(УСЛОВИЕ ЗАДАНИЯ):
Определите, согласуется ли с отрывком каждое утверждение, ответив «да» или «нет» и процитировав дословно решающие слова отрывка.
1. Пармон руководит Институтом катализа более 15 лет.
2. Большую часть доходов института составляют бюджетные деньги.
3. Пармон признается, что любит журналистов.

(ОТРЫВОК):

07.02.11
Академик Валентин Пармон видит тормозом инновационного развития химической отрасли отсутствие опытно-промышленной инфраструктуры и сильных отечественных инжиниринговых компаний.
Академик Валентин Пармон не любит журналистов, в чем сразу же и признается. А и его успешность, наверное, дает возможность быть независимым от общественного мнения. Свыше 15 лет он возглавляет крупнейший в мире исследовательский центр, целиком посвященный катализу, — Институт катализа им. Г. К. Борескова Сибирского отделения РАН. Под руководством Пармона институт не только сохранил научное лидерство в мире, но и нашел свое место на рынке, возможности для развития. Более половины его доходов составляют небюджетные деньги, а существенную их часть — зарубежные заказы; институт находит возможность инвестировать в инициативную разработку новых направлений, сулящих в будущем коммерческие перспективы.

(ИСХОДНЫЕ ДАННЫЕ):
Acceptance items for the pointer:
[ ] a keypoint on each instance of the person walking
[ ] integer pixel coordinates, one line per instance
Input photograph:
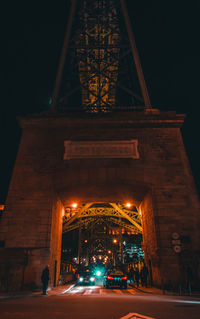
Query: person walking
(45, 279)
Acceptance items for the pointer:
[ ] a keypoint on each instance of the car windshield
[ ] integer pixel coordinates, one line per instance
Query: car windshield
(115, 272)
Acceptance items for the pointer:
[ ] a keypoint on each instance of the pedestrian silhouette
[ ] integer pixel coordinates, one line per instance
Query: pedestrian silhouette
(45, 279)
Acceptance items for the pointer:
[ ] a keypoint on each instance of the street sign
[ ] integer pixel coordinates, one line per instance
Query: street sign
(135, 316)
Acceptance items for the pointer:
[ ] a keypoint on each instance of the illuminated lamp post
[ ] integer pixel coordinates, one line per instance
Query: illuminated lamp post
(114, 254)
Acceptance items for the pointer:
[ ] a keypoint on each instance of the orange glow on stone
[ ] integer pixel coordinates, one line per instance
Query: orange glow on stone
(74, 205)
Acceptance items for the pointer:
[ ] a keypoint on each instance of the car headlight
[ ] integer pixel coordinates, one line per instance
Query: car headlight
(98, 273)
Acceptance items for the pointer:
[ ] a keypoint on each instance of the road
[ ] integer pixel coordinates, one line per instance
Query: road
(89, 302)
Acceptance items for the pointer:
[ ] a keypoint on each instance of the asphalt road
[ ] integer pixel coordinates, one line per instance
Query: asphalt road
(98, 303)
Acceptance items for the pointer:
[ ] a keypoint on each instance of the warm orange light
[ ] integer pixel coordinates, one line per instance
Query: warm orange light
(128, 205)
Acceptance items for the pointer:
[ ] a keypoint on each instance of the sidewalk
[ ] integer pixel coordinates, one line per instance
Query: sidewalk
(59, 290)
(157, 291)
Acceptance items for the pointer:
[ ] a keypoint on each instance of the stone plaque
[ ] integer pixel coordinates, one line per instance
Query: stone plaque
(101, 149)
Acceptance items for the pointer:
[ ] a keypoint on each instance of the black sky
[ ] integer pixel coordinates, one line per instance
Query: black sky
(167, 37)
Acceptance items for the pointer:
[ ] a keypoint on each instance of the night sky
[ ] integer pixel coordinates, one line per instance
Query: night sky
(167, 38)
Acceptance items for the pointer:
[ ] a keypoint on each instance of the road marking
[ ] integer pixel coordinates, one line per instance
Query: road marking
(131, 291)
(65, 291)
(87, 292)
(135, 316)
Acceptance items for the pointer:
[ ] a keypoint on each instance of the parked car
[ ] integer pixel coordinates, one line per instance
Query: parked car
(115, 278)
(86, 277)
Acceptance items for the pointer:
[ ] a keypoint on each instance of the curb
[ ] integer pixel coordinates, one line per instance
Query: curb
(39, 294)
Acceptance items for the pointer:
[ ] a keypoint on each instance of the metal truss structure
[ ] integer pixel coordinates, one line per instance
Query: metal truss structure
(98, 213)
(97, 72)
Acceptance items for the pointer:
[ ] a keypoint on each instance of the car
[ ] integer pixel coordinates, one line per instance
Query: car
(115, 278)
(86, 277)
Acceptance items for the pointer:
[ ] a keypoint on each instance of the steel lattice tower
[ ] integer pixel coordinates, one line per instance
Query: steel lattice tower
(99, 68)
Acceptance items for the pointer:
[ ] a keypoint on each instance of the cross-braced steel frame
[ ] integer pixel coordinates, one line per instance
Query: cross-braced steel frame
(110, 213)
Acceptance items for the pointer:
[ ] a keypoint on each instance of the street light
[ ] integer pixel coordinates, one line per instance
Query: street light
(74, 205)
(128, 205)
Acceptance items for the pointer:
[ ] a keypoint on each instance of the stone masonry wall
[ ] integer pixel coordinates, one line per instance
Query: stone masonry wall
(41, 176)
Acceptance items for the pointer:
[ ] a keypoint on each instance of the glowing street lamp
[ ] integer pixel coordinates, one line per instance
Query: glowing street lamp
(128, 205)
(74, 205)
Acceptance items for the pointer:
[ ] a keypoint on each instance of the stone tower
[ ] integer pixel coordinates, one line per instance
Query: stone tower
(102, 141)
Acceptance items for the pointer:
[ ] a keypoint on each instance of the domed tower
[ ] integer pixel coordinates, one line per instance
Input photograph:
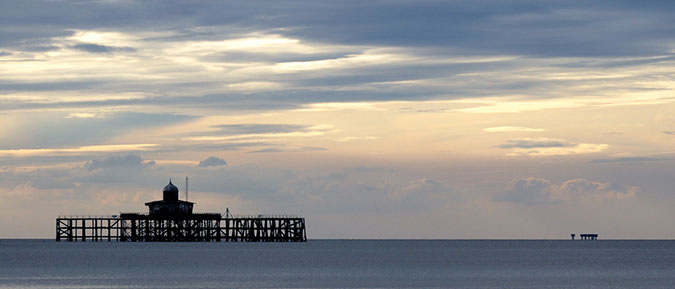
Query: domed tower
(170, 193)
(170, 205)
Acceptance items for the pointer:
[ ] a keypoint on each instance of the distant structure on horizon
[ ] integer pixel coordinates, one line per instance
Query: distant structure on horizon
(172, 220)
(586, 236)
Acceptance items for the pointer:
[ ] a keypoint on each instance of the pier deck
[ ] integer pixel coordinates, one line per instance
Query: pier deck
(134, 227)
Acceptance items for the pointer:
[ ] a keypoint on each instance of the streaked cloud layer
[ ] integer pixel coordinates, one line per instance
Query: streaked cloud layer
(483, 112)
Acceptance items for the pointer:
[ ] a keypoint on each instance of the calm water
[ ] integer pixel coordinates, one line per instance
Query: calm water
(339, 264)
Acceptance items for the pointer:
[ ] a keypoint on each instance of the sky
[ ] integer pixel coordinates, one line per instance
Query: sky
(372, 119)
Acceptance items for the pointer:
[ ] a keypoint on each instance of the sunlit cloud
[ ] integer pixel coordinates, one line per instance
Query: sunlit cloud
(512, 129)
(356, 138)
(77, 150)
(549, 147)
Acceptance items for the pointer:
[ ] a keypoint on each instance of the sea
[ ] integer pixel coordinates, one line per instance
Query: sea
(340, 264)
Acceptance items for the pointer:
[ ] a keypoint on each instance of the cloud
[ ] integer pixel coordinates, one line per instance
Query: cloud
(288, 149)
(98, 48)
(512, 129)
(212, 162)
(527, 143)
(125, 162)
(533, 191)
(256, 128)
(259, 131)
(549, 147)
(630, 160)
(54, 130)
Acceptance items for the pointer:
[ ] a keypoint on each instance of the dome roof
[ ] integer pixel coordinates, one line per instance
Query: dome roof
(170, 188)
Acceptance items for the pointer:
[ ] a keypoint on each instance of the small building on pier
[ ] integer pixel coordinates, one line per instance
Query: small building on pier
(169, 205)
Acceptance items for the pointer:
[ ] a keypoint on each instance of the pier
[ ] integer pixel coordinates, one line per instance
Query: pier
(172, 220)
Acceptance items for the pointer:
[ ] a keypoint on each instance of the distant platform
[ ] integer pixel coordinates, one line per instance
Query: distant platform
(586, 236)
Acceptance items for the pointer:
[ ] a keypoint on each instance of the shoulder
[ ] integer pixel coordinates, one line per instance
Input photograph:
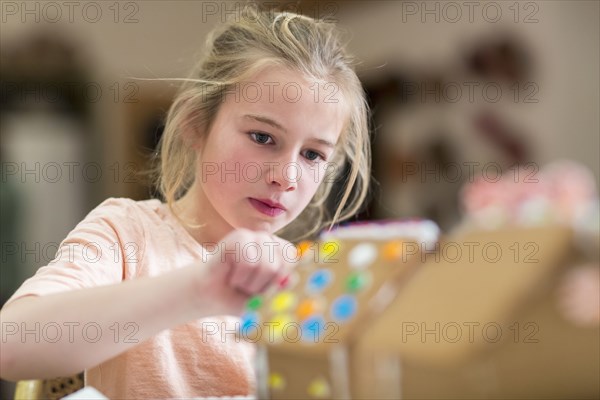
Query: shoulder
(120, 209)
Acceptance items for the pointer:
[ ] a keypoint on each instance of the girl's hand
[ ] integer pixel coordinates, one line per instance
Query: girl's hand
(245, 264)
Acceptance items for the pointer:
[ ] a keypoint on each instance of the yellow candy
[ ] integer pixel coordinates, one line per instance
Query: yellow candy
(329, 250)
(276, 381)
(283, 301)
(392, 250)
(279, 324)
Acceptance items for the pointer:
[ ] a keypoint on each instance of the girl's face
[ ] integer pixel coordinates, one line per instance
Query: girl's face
(268, 151)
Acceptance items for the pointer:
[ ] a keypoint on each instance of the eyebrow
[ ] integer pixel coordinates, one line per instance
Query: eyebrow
(277, 125)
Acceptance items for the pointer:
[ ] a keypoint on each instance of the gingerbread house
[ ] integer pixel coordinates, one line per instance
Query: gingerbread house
(370, 314)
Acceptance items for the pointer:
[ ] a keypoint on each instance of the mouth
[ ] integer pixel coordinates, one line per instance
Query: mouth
(267, 207)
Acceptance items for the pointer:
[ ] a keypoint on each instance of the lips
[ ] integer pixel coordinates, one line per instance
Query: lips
(267, 207)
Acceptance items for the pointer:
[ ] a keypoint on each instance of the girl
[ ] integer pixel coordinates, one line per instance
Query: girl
(145, 296)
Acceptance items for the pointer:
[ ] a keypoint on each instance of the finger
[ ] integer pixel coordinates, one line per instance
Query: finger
(262, 280)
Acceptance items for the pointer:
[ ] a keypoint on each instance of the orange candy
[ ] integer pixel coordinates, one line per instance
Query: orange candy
(392, 250)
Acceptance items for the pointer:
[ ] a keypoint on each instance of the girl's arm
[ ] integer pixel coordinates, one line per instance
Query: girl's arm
(93, 322)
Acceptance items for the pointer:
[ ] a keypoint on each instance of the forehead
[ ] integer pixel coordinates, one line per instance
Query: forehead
(307, 106)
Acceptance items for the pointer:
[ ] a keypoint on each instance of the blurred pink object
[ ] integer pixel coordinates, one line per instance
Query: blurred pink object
(561, 192)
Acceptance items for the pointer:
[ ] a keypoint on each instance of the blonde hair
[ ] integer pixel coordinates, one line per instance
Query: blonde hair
(238, 49)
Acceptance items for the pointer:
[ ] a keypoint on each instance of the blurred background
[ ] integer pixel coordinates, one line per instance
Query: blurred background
(457, 89)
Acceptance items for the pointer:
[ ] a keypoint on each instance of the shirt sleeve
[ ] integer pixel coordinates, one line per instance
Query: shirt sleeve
(103, 249)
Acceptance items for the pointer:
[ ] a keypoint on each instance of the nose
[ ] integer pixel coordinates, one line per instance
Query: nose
(283, 174)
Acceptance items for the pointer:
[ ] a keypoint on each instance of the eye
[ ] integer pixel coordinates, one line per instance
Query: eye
(313, 155)
(260, 138)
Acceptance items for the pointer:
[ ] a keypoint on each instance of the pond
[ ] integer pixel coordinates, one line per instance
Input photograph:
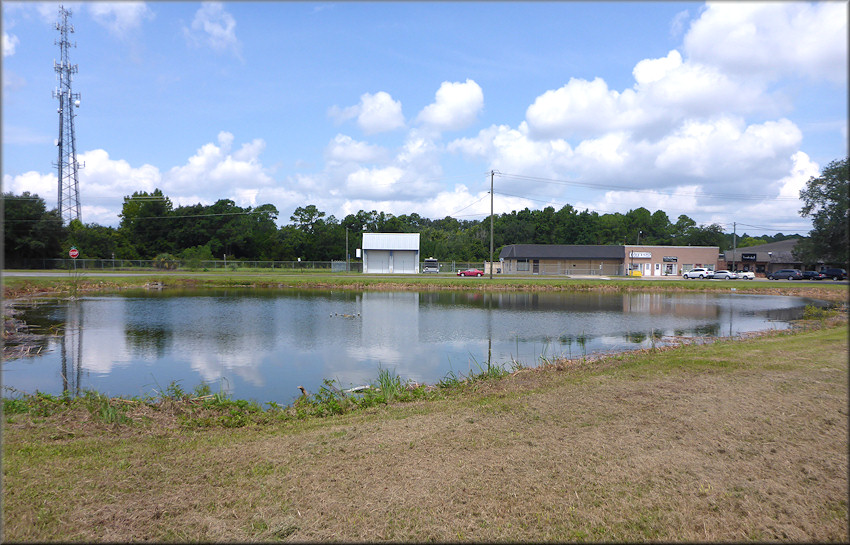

(ВАШЕ РЕШЕНИЕ):
1. Да: «Свыше 15 лет он возглавляет крупнейший в мире исследовательский центр, целиком посвященный катализу».
2. Нет: «Более половины его доходов составляют небюджетные деньги».
3. Нет: «Академик Валентин Пармон не любит журналистов, в чем сразу же и признается».